» Input records:

[Begin]

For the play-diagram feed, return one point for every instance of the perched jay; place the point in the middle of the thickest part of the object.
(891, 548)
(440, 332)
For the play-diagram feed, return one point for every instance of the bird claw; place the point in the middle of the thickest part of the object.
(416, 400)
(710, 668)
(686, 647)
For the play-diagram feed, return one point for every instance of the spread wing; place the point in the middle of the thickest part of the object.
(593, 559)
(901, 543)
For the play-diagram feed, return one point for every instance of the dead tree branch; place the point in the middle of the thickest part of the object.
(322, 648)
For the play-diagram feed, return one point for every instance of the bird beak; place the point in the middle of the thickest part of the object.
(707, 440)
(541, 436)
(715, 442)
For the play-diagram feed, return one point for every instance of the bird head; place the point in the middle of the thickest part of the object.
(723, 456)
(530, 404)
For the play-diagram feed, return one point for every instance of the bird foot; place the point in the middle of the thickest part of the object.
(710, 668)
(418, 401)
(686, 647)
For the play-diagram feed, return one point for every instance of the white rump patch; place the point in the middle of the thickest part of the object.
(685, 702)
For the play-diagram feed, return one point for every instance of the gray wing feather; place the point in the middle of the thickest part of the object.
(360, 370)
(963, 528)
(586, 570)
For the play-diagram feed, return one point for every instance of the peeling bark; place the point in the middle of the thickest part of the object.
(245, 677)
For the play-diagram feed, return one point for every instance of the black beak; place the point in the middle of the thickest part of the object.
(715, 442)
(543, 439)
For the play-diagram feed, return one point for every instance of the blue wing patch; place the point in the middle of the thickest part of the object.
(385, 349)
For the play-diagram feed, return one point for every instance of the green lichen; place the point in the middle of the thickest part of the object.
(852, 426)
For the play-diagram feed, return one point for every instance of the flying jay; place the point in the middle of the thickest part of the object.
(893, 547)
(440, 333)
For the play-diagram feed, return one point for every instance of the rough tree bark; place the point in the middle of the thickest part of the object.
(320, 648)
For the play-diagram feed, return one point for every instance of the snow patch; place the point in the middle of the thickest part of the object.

[End]

» What you will do: Set out exactly the run of lines that begins at the line holding "of the gray" and ends at the last line of the data.

» Correct result:
For the play-diagram feed, return one point for every instance of the gray wing feather; place the point in the middle of the thickest part of the object.
(360, 370)
(963, 528)
(586, 570)
For the play-diagram feed, return one point for every instance of the peeling bark; place the point in the middle of the thickest part of the object.
(245, 677)
For the play-diagram feed, return one point for every instance of the black beak; place the point in the middle of the thickest part of the object.
(715, 442)
(543, 439)
For the play-diagram feed, return one point for every instance of the blue wing patch; place the point in the middle of the thickest part of the object.
(385, 349)
For the play-diagram feed, return one point for every instance of the green lichen; place the point in the middle of the thickest part of the object.
(852, 426)
For the play-diagram feed, return one point for every instance of the flying jay; place the point in the middle of the thickest part of the object.
(893, 547)
(440, 333)
For the play-diagram feed, return one point for every instance of the rough tree bark; place the point in the middle of the thickest part of the object.
(320, 648)
For the play-diagram feed, return one point for every instance of the snow patch; place the point in the middle of the thickest part of the object.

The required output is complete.